Saved data entries:
****************************************

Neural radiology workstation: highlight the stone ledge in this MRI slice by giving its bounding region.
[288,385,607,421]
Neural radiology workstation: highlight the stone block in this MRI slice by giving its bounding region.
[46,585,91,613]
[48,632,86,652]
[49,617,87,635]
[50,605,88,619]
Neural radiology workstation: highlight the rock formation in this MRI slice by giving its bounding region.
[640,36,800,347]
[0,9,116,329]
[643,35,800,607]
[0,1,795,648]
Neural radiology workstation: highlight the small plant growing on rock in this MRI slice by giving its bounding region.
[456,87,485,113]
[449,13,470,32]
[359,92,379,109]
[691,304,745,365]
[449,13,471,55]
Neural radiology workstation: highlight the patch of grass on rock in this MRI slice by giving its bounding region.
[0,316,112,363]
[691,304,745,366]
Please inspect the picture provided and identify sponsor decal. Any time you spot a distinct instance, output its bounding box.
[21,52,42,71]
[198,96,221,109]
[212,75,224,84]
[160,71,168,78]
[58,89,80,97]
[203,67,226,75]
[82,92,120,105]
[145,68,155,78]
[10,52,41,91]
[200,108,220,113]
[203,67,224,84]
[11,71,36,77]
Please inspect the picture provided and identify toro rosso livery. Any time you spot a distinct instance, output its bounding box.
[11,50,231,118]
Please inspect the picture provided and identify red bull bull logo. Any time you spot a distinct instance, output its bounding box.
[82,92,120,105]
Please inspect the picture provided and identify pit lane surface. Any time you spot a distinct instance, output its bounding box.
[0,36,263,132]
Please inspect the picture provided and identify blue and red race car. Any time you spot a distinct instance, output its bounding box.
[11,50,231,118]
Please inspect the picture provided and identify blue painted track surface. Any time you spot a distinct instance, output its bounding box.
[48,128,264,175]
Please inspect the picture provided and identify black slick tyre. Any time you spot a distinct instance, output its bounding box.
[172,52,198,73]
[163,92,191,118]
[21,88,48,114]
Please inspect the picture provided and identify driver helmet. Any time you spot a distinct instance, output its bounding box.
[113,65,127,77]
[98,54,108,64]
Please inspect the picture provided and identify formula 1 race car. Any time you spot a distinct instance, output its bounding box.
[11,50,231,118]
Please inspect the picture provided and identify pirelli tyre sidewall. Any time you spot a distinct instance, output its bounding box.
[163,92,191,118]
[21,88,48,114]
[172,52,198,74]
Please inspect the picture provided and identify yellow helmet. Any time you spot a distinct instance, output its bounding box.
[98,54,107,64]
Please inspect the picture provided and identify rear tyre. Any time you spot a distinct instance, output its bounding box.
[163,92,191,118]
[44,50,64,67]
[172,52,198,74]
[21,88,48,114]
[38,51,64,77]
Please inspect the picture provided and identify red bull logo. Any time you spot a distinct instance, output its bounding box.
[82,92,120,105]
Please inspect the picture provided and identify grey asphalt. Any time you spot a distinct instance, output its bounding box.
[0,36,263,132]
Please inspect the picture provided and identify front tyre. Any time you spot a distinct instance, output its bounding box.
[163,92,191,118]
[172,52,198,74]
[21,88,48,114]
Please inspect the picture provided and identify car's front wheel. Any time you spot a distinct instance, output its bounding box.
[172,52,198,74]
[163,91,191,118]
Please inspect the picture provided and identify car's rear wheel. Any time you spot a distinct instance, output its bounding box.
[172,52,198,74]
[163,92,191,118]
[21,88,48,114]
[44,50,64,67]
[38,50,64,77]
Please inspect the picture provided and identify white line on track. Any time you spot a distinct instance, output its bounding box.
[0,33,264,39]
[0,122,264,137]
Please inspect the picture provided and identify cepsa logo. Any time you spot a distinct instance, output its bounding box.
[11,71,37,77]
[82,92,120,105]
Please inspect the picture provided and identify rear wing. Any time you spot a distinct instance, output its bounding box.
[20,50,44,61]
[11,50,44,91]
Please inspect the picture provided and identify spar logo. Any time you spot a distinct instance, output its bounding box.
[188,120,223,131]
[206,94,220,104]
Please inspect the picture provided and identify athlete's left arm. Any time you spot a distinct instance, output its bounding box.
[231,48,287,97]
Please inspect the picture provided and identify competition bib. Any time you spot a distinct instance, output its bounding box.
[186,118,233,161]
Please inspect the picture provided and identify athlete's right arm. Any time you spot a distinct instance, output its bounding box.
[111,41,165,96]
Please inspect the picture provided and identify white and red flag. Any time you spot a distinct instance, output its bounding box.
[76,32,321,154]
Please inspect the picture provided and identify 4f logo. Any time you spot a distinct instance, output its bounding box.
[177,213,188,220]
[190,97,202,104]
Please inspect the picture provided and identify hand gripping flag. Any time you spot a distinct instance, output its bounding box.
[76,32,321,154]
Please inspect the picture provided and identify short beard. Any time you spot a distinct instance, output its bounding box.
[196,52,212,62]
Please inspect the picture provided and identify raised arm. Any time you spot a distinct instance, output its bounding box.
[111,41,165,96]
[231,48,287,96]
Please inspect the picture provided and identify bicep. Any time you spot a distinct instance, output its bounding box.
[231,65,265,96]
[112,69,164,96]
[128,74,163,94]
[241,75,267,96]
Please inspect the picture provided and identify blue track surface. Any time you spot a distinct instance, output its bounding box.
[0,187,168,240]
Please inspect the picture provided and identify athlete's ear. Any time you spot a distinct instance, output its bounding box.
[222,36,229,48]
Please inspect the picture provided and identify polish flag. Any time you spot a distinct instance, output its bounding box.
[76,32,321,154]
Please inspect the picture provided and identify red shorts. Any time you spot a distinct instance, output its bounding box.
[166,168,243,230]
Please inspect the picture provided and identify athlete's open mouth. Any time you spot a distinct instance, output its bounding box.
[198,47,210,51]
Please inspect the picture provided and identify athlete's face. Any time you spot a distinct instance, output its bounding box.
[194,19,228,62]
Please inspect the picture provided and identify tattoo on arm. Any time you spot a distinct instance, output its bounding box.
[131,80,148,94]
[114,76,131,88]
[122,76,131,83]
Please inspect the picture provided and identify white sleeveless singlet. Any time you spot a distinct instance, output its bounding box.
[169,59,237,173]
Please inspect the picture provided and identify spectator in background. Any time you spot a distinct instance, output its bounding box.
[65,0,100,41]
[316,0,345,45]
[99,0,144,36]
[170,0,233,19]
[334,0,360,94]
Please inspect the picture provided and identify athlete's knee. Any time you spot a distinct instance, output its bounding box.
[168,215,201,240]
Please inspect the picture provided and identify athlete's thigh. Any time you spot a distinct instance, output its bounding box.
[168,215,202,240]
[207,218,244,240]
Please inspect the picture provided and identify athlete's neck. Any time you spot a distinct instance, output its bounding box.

****************************************

__REQUIREMENT__.
Each line above is to be restated exactly as it stands.

__EXERCISE RESULT__.
Neural radiology workstation: highlight the stone ledge in this MRI slice by giving its bounding region.
[288,385,607,421]
Neural radiology workstation: highlight the stone block in this MRI slice by giving its bounding region.
[46,585,91,613]
[48,632,86,652]
[49,617,87,635]
[50,605,88,619]
Neural radiology workstation: highlight the rock formation in this MRI slice by giving its bounding region.
[640,36,800,347]
[0,9,116,329]
[643,35,800,607]
[0,1,795,648]
Neural radiology workstation: highlight the small plant growing on rock in this MRI slice by giving its bounding region.
[456,87,485,113]
[449,13,470,32]
[359,92,379,109]
[691,304,745,365]
[449,13,471,55]
Neural radiology workstation: highlight the patch of grass on rock in this MRI slice by giving its bounding region.
[0,316,112,363]
[691,304,745,366]
Please inspect the picture provided and identify sponsor decal. Any time you spot a distinct instance, output its bounding box.
[21,52,42,71]
[198,96,221,109]
[212,75,224,84]
[160,71,168,78]
[58,89,80,97]
[203,67,226,75]
[82,92,120,105]
[145,68,155,78]
[10,52,41,91]
[200,108,220,113]
[203,67,224,84]
[11,71,36,77]
Please inspect the picture provided and identify toro rosso livery. Any time you spot a distinct instance, output its bounding box.
[11,50,231,118]
Please inspect the picture provided and identify red bull bull logo. Any time you spot a distinct instance, output its bounding box.
[82,92,120,105]
Please inspect the picture provided and identify pit lane surface. Any time you spot a distinct instance, output its bounding box.
[0,36,263,132]
Please inspect the picture provided and identify blue and red race car. Any time you spot a distinct instance, output its bounding box.
[11,50,231,118]
Please inspect the picture provided and identify blue painted track surface. Any time you spot a distinct instance, output its bounding box.
[48,128,264,175]
Please inspect the picture provided and identify black slick tyre. Any time you spot a distinct instance, output its bounding box.
[172,52,198,73]
[163,92,191,118]
[21,88,48,114]
Please inspect the picture provided and identify driver helmet. Any time you spot a distinct instance, output its bounding box.
[113,65,127,77]
[98,54,108,64]
Please inspect the picture provided and identify formula 1 race car. Any time you spot a distinct instance, output its bounding box.
[11,50,231,118]
Please inspect the picture provided and identify pirelli tyre sidewall. Any time you spot a distinct instance, output its bounding box.
[163,92,191,118]
[21,88,48,114]
[172,52,198,74]
Please inspect the picture provided and identify yellow helmet. Any time you spot a distinct instance, output its bounding box.
[98,54,107,64]
Please inspect the picture provided and identify rear tyre. Any time you spot a distinct instance, output its bounding box.
[163,92,191,118]
[44,50,64,67]
[172,52,198,74]
[21,88,48,114]
[38,51,64,77]
Please inspect the picture provided and identify red bull logo. Any time you spot a distinct instance, output its bounding box.
[82,92,120,105]
Please inspect the picture provided and identify grey asphalt. Any time you spot a distinct instance, output its bounding box.
[0,36,263,132]
Please inspect the picture provided and identify front tyre. Any time you spot a distinct instance, output its bounding box.
[163,92,191,118]
[172,52,198,74]
[21,88,48,114]
Please inspect the picture provided and identify car's front wheel. Any time you spot a distinct instance, output its bounding box.
[172,52,198,74]
[163,91,191,118]
Please inspect the picture provided and identify car's rear wheel. Any time you spot a distinct instance, output its bounding box.
[172,52,198,74]
[163,92,191,118]
[21,88,48,114]
[44,50,64,67]
[38,50,64,77]
Please inspect the picture provided and identify white line on track. Any time you spot a distinct instance, output its bounding box.
[0,33,264,39]
[0,122,264,137]
Please inspect the picture provided and identify cepsa logo. Any time you spot a distinct instance, output its bounding box.
[11,71,37,77]
[82,92,120,105]
Please inspect the picture provided and identify rear wing. Any time you spot a distinct instance, output its bounding box.
[20,50,44,61]
[11,50,44,91]
Please inspect the picture provided and identify spar logo. Any time you spot a distinct instance, output its bounding box.
[188,120,223,131]
[206,94,220,104]
Please inspect the picture provided and identify athlete's left arm. Any time you spot a distinct instance, output its bounding box.
[231,48,287,97]
Please inspect the picture provided and identify competition bib. Any time you spot a distinct instance, output its bounding box.
[186,118,233,161]
Please inspect the picture provided and identify athlete's right arm. Any time you spot a distinct instance, output its bounding box.
[111,41,165,96]
Please inspect the picture provided and identify white and red flag. Any time you spot a distinct instance, output its bounding box.
[76,32,321,154]
Please inspect the picture provided and identify 4f logo. Any time you spot a distinct instance, output its bounding box.
[177,213,188,220]
[190,97,202,104]
Please inspect the picture provided and identify hand gripping flag. Any time you spot a distinct instance, output its bounding box.
[76,32,321,154]
Please inspect the picture provided and identify short beard. Any time you spot a distinct instance, output its bounding box.
[196,52,212,62]
Please inspect the picture provided and identify raised arm. Any time you spot a distinct instance, output its bounding box.
[111,41,165,96]
[231,48,287,96]
Please inspect the picture provided and identify bicep. Any time you spot a distinct instance, output its bounding box.
[231,65,265,96]
[112,69,164,96]
[128,74,163,94]
[241,75,267,96]
Please inspect the picture provided and identify blue track surface. Any time you spot a distinct instance, output its bounding box.
[0,187,168,240]
Please inspect the picture provided and identify athlete's ear. Any time you spot a distinct instance, output its bounding box.
[222,36,229,48]
Please inspect the picture provided and identify polish flag. Any time you spot a distinct instance, output its bounding box.
[76,32,321,154]
Please inspect the picture provided and identify red shorts. Any time you spot a distinct instance, output its bounding box.
[166,168,243,230]
Please inspect the picture provided and identify athlete's open mouth. Any time you spot a distinct instance, output its bounding box.
[198,47,210,51]
Please inspect the picture provided and identify athlete's face. Any time you spot a distinct instance, output its bounding box.
[194,19,228,62]
Please inspect the picture provided and identify tattoo on arm. Any time you spot a distinct instance, output its bounding box.
[131,80,148,94]
[114,76,131,88]
[122,76,131,83]
Please inspect the picture provided and identify white sleeveless singlet. Any time you spot a distinct instance, output its bounding box.
[169,59,237,173]
Please inspect the picture provided and identify spectator in background. Any time you spot a distinct instance, output its bounding box.
[65,0,100,41]
[316,0,345,45]
[99,0,144,36]
[170,0,233,19]
[334,0,360,94]
Please inspect the picture provided and identify athlete's knee. Any time you spot a distinct instance, output its bounding box.
[168,215,201,240]
Please inspect the picture provided and identify athlete's thigh. Any time you spot a distinct instance, output its bounding box.
[168,215,202,240]
[207,218,244,240]
Please inspect the picture provided and identify athlete's neck. Any time you spot a distinct instance, output its bounding box.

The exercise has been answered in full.